DOCUMENT TEXT:
------------

The lower the APD, the better the solvency of the enterprise is, the less it takes the working capital of other businesses and increases the reputation of the firm. Therefore, it shows the profitability of businesses in the future. Some previous empirical studies tested and concluded that APD had a negative impact on the profitability as Deloof (2003); Lazaridis and Tryfonidis (2006); Tu and Nguyen (2014); Bui (2016), and Muhammad, Rehman, and Waqas (2016). However, some other empirical studies concluded that APD had a positive effect on the profitability as Sharma and Kumar (2011); Gul et al. (2013) and several studies showed that there was no relationship between the APD and the profitability as Vural, Sokmen, and Cenenak (2012). Therefore, the hypothesis is given:

 

H3: The accounts payable in days (APD) has the negative impact on the firm’s profitability

 

2.3.4. Cash Conversion Cycle (CCC) and Firm Profitability

The CCC is calculated by the ARD, the INVD, and the APD. Therefore, the change of any factors will affect the CCC. Almost previous empirical studies examined and concluded that the CCC had a negative impact on the profitability as Deloof (2003); Lazaridis and Tryfonidis (2006); Mohamad and Saad (2010); Sharma and Kumar (2011); Vural, Sokmen and Cenenak (2012); Gul et al. (2013); Tu and Nguyen (2014); Bui (2016), and Muhammad, Rehman, and Waqas (2016). Therefore, the hypothesis is given:

 

H4: The cash conversion cycle (CCC) has the negative impact on the firm’s profitability

 

3. Data and Research Methodology

 

3.1. Data and Variables Measurment

 

Data used in the study is randomly collected from the financial statements of 226 industrial enterprises listed on the Vietnamese stock market, including the Ha Noi Stock Exchange and Ho Chi Minh City Stock Exchange over the 9 years from 2010 to 2018.  The samples are taken as the following: In listed companies on the Vietnamese Stock Market, 226 industrial enterprises were selected. Then, the 83 industrial enterprises are eliminated due to do not have a full financial statement during the research period. All necessary items collected in the financial statements are measured as the calculation in Table 1.

------------

ENTRIES PROVIDED:
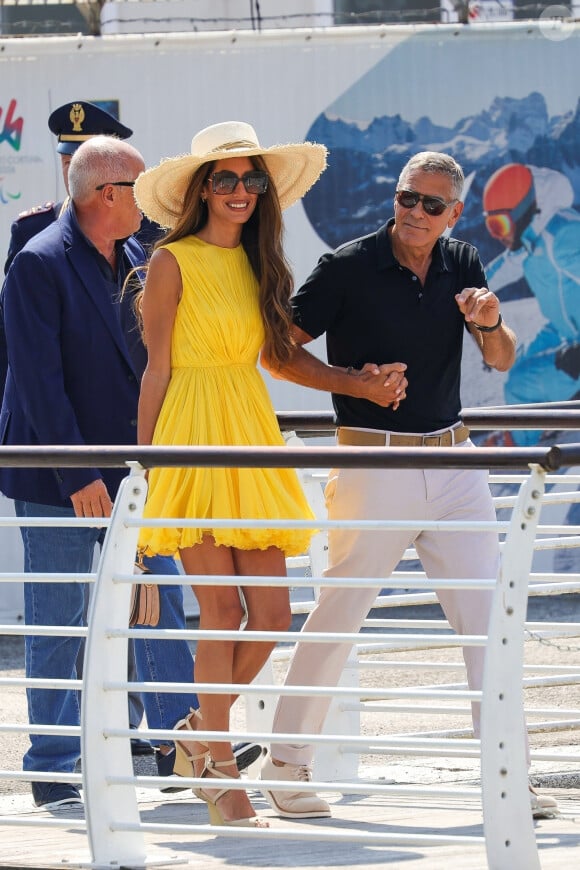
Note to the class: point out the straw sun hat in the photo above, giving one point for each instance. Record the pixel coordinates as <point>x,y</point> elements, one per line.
<point>293,168</point>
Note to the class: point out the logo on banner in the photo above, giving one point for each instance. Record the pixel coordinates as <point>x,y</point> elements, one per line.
<point>11,128</point>
<point>11,131</point>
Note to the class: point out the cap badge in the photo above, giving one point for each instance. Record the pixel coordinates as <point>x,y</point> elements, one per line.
<point>77,116</point>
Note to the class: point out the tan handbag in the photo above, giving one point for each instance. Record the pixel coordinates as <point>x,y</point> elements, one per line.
<point>144,608</point>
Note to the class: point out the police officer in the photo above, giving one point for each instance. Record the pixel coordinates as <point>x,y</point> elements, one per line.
<point>72,124</point>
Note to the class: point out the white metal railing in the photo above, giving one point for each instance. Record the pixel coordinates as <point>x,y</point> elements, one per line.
<point>112,811</point>
<point>112,817</point>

------------

DIRECTIONS:
A – Decide whether each statement agrees with the working-capital excerpt. Answer yes or no, and quote the words from the excerpt that settle it.
(i) Sharma and Kumar (2011) found that APD had a positive effect on profitability.
(ii) The study's data cover the years 2010 through 2018.
(iii) Vural, Sokmen, and Cenenak (2012) found that APD had a negative impact on profitability.
B – Answer these questions from the working-capital excerpt.
(i) Which three measures are used to calculate the CCC?
(ii) How many industrial enterprises were eliminated from the sample?
(iii) On which two stock exchanges are the enterprises listed?
C – Pick up the working-capital excerpt after its final sentence and continue it.
The listing comes from a different source than the working-capital excerpt.

ANSWERS IN ORDER:
A –
(i) Yes: "some other empirical studies concluded that APD had a positive effect on the profitability as Sharma and Kumar (2011)"
(ii) Yes: "over the 9 years from 2010 to 2018"
(iii) No: "several studies showed that there was no relationship between the APD and the profitability as Vural, Sokmen, and Cenenak (2012)"

B –
(i) The ARD, the INVD, and the APD
(ii) 83
(iii) The Ha Noi Stock Exchange and the Ho Chi Minh City Stock Exchange

C –
After that, the data of 24 companies which are abnormal; affecting the main variables will be disqualified. From this approach, the authors collect a panel data of 119 enterprises and a total of 1071 observations during the 9 years from 2010 to 2018. Finally, this paper use the panel data, including the independent variables (the CCC, the ARD, the INVD, the APD); the dependent variables (ROA, and Tobin’s Q) and the control variables include firm size (FS), sale grow rate (SG), leverage ratio (LEV), firm age (AGE), and current ratio (CR) for research.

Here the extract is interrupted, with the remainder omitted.